!DOCTYPE html PUBLIC "-//W3C//DTD XHTML 1.0 Strict//EN" "http://www.w3.org/TR/xhtml1/DTD/xhtml1-strict.dtd"> Streamline Training & Documentation: Improving Your Strategy Execution

Saturday, May 24, 2008

Improving Your Strategy Execution

The lead article in the June 2008 issue of the Harvard Business Review details the results of research Booz & Company has conducted over a period of several years to elucidate what makes a difference in the effectiveness with which an organization executes its strategy.

Gary L. Neilson, Karla L. Martin, and Elizabeth Powers, all Booz employees, provide evidence that the most important factors in strategy execution generally relate to clarifying decision rights (who is responsible for what decisions) and designing appropriate information flows within an organization. Relatively less important are factors relating to aligning motivators and adjusting organizational structure.

As part of its research program, Booz created a survey for assessing organizational effectiveness in implementing strategy (available online here). The survey lists seventeen traits that Booz found have a significant impact — of varying intensity — on implementation effectiveness. There are also two items relating to implementation outcomes: Important strategic and operational decisions are quickly translated into action and Overall, this firm deals successfully with discontinuous change in the competitive environment.
────
• _Activity_
Reproduce the strategy execution post from "Saturday, May 24, 2008" up to and including "executes its strategy.", substituting "HBR" for "Harvard Business Review".

Point-per-instance localization data
────
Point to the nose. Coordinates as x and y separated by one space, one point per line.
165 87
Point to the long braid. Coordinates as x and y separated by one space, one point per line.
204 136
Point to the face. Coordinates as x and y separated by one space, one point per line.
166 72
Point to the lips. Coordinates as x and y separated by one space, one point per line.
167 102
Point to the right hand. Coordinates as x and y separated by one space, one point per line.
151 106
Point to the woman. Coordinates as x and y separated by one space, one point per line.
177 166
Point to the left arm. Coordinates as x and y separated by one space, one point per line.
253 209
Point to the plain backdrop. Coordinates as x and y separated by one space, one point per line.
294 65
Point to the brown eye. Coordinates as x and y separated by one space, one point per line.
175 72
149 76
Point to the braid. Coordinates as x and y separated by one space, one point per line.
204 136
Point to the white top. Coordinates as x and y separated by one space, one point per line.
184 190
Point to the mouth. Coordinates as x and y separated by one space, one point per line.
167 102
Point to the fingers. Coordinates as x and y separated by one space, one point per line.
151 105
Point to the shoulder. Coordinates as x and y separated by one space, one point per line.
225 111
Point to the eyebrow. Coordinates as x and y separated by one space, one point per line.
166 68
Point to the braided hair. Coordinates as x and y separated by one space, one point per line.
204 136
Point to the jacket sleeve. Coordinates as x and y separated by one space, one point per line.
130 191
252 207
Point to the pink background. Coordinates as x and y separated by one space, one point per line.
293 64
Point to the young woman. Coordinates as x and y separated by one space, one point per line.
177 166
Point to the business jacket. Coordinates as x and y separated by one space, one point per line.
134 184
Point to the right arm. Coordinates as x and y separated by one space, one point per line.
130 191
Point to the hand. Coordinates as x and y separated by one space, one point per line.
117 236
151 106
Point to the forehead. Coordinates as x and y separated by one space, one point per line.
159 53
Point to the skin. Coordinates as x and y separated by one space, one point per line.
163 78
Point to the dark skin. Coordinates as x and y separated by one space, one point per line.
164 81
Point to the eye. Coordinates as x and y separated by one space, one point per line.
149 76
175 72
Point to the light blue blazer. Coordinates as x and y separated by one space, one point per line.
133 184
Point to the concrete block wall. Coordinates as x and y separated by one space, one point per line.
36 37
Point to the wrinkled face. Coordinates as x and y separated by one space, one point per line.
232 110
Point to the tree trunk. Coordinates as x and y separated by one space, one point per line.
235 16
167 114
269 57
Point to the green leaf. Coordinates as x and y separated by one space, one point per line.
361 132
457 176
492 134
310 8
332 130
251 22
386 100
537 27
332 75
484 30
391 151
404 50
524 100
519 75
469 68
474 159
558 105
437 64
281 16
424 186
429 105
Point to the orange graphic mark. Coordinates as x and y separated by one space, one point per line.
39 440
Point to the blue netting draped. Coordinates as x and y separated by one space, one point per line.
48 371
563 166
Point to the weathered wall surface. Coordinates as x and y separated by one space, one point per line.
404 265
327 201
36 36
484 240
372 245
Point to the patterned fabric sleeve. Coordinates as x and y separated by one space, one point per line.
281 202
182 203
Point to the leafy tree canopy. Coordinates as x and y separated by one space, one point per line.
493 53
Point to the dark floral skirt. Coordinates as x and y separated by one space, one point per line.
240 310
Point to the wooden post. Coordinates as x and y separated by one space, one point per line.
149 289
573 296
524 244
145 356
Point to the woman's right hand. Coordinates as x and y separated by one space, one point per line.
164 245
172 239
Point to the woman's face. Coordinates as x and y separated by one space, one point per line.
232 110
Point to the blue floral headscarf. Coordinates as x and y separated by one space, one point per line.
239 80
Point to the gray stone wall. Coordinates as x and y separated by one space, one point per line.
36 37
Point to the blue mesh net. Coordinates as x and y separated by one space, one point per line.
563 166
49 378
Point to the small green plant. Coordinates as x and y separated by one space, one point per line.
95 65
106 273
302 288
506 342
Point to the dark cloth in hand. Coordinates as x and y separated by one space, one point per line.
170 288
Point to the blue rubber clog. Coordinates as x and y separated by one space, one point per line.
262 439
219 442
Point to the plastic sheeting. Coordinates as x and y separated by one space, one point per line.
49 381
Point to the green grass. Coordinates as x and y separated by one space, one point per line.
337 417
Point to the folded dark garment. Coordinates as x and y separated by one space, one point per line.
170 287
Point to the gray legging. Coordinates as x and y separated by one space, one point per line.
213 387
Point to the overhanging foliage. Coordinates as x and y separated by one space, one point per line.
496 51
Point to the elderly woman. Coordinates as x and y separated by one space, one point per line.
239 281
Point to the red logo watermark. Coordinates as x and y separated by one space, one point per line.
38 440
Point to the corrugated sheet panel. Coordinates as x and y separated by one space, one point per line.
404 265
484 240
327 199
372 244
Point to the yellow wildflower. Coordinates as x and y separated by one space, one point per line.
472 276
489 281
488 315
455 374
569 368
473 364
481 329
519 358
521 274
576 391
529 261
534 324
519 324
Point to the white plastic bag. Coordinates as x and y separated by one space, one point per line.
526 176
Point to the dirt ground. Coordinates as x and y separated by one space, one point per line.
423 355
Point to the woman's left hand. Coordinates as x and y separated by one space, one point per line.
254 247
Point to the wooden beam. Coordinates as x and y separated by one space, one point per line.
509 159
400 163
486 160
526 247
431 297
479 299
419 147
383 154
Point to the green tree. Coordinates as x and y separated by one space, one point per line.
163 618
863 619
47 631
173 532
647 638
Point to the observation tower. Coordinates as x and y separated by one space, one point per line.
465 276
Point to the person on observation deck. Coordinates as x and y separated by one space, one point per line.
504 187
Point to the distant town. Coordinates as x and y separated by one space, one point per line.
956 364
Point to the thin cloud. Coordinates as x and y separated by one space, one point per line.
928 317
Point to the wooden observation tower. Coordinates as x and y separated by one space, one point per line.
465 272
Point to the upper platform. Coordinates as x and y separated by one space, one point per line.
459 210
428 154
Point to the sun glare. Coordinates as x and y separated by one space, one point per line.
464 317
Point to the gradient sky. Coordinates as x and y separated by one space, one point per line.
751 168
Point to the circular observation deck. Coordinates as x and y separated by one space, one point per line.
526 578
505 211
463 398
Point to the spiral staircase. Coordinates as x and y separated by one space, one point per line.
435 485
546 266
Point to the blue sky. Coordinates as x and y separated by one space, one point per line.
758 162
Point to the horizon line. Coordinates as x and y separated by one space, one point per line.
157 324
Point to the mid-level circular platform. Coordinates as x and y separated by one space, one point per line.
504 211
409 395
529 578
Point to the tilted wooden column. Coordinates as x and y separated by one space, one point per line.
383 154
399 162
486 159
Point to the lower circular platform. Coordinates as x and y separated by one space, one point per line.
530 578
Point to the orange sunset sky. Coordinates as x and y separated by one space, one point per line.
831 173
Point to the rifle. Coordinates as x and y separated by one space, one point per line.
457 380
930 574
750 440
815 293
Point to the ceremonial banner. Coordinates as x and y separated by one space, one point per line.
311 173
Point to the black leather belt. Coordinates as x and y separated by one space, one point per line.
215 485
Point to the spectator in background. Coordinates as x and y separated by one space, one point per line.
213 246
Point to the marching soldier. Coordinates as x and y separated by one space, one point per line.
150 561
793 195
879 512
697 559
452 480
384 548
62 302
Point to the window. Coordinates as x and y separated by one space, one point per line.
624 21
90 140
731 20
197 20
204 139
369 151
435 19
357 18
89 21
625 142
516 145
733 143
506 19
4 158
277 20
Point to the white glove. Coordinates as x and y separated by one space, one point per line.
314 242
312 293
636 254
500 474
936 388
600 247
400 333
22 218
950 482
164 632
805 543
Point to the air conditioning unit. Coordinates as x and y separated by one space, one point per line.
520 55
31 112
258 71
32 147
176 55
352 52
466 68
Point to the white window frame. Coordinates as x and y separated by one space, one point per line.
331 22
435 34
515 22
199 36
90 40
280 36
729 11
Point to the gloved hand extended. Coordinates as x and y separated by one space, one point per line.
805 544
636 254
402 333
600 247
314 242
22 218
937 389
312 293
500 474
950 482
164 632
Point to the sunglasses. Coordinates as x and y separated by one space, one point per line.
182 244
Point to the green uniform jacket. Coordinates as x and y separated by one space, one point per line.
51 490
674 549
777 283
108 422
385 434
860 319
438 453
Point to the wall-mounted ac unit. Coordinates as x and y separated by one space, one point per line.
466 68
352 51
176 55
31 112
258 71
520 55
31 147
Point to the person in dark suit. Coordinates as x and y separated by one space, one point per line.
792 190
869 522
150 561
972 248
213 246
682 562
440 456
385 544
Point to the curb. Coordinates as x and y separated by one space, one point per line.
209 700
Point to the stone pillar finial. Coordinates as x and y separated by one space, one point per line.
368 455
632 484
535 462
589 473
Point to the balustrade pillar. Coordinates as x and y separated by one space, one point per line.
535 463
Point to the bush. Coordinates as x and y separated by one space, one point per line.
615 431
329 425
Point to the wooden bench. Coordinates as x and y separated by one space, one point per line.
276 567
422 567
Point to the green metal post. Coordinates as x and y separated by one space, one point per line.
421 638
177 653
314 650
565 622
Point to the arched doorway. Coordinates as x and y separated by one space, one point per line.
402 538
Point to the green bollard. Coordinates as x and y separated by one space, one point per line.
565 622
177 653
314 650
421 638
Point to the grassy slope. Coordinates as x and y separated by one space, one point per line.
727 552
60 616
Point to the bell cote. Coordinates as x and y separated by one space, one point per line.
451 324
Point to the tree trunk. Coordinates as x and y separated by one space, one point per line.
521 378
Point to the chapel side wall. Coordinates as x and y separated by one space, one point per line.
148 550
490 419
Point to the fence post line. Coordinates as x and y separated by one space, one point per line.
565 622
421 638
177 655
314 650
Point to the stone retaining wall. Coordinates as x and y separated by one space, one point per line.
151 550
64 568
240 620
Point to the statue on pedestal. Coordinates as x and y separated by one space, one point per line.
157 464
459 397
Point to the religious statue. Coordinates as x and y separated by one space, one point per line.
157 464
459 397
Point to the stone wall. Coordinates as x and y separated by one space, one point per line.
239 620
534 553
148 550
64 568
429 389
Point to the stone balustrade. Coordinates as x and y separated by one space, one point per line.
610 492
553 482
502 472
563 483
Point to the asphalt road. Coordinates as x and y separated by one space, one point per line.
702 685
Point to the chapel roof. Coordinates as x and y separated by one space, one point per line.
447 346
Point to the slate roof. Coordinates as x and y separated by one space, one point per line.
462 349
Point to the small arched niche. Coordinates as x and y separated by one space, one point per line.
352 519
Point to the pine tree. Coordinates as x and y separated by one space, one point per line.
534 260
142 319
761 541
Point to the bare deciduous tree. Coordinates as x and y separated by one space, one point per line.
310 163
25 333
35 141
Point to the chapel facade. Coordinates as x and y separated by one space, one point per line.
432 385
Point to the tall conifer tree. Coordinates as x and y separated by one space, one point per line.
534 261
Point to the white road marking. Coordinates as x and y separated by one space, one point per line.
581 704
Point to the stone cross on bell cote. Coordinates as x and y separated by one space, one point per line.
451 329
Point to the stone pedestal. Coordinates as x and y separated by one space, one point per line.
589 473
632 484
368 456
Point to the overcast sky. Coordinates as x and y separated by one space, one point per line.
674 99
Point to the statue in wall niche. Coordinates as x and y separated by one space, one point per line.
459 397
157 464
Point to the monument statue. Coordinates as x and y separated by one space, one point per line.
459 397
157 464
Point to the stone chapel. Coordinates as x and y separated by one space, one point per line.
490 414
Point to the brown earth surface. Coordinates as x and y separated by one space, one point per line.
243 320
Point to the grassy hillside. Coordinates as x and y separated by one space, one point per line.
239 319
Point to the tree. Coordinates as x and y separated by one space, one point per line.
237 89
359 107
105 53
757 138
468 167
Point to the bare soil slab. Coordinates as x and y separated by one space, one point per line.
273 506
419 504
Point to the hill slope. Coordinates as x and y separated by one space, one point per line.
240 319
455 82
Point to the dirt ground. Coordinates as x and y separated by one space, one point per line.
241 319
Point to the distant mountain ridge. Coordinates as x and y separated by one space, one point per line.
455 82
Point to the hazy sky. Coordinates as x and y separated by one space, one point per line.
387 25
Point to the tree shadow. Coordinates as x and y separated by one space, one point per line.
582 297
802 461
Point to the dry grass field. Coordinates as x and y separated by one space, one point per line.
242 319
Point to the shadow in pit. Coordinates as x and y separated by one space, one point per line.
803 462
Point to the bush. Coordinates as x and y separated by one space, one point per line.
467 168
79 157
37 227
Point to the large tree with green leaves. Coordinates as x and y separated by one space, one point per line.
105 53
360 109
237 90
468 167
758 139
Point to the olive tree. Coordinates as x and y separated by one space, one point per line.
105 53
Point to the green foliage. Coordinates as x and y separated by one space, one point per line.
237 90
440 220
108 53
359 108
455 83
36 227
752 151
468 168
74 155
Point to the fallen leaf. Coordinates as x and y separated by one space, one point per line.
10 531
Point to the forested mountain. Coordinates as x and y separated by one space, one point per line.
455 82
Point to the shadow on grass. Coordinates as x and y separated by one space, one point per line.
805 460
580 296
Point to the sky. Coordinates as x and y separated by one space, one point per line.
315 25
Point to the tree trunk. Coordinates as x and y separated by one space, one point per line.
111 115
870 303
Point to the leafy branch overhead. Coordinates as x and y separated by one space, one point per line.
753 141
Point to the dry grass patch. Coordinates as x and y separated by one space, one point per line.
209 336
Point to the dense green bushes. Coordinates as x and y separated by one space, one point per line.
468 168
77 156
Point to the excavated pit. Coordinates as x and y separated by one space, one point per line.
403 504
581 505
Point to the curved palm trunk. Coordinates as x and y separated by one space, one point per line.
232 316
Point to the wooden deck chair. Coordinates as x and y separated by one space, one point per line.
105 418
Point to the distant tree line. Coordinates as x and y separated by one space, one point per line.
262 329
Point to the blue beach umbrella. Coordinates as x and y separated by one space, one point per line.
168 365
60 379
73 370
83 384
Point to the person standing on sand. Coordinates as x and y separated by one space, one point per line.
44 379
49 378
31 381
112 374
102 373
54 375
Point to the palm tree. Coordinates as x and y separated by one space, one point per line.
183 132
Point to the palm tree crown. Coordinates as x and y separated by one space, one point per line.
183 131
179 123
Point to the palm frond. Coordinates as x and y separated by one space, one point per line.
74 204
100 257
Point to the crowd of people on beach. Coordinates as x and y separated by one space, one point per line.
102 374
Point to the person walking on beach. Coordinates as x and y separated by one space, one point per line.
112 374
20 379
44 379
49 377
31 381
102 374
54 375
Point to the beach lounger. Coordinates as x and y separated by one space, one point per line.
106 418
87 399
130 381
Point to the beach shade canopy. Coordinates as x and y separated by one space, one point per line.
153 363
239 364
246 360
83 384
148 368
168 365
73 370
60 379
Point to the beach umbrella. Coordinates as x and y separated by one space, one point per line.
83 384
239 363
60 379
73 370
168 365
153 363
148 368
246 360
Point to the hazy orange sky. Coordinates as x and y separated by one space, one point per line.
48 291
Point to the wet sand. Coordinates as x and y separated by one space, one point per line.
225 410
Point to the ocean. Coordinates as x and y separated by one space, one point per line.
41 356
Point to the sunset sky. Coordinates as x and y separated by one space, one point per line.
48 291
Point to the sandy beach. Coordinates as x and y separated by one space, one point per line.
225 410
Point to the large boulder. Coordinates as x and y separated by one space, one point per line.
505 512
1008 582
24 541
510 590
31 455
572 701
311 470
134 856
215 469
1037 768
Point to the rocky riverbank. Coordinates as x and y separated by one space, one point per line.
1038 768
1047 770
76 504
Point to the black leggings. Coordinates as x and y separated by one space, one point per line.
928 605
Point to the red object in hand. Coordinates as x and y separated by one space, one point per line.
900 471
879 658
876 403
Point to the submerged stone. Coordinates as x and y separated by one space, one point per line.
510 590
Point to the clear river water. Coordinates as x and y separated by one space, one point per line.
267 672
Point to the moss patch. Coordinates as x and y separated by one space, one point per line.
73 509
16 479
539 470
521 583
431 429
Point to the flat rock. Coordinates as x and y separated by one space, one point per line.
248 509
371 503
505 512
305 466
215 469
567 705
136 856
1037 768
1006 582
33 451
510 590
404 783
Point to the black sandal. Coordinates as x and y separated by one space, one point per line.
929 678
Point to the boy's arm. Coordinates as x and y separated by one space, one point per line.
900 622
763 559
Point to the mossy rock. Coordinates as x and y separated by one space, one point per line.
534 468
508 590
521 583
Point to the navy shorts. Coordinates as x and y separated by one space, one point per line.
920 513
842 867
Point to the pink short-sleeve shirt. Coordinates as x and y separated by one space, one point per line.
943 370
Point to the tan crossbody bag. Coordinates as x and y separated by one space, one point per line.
────
• _Response to this exercise_
Saturday, May 24, 2008

Improving Your Strategy Execution

The lead article in the June 2008 issue of the HBR details the results of research Booz & Company has conducted over a period of several years to elucidate what makes a difference in the effectiveness with which an organization executes its strategy.